The 27th ACM-SIAM Symposium on Discrete Algorithms, in Arlington, Virginia, just finished, along with its satellite workshops ALENEX (experimental algorithmics, one of the most heavily rejected topics from SODA) and ANALCO (analytic combinatorics). With four parallel sessions going at most times, there's no way to take in everything, so here are my impressions of the small fraction I saw.

The first talk I saw, Sunday morning by Rasmus Pagh, concerned locality-sensitive hashing, a technique for performing approximate nearest-neighbor searches in high dimensions with subquadratic preprocessing and sublinear query time (with exponents depending on approximation quality). We can do this in linear space, or (now with Pagh's paper) without false negatives: every point within a query radius of the given point should be reported, along with some other farther-away points. Pagh asked as an open question whether we can get similar bounds for simultaneously achieving both linear space and no false negatives.

• **What you will do**:
[a] Decide whether each statement agrees with the symposium report, answering yes or no and quoting the words of the report that settle it. (i) The symposium was held in Arlington, Virginia. (ii) ANALCO is the workshop on experimental algorithmics. (iii) Rasmus Pagh gave his talk on Sunday morning.
[b] Quote the symposium report from "The 27th ACM-SIAM" up to and including "fraction I saw.".
[c] What open question did Pagh pose, according to the symposium report?

• **Source excerpt**:
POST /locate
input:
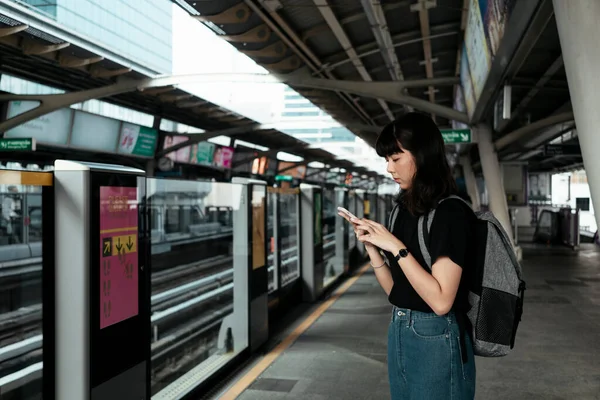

• **Outputs by task**:
[a]
(i) Yes: "in Arlington, Virginia"
(ii) No: "ANALCO (analytic combinatorics)"
(iii) Yes: "Sunday morning by Rasmus Pagh"

[b]
The 27th ACM-SIAM Symposium on Discrete Algorithms, in Arlington, Virginia, just finished, along with its satellite workshops ALENEX (experimental algorithmics, one of the most heavily rejected topics from SODA) and ANALCO (analytic combinatorics). With four parallel sessions going at most times, there's no way to take in everything, so here are my impressions of the small fraction I saw.

[c] He asked whether similar bounds can be obtained while achieving both linear space and no false negatives at the same time.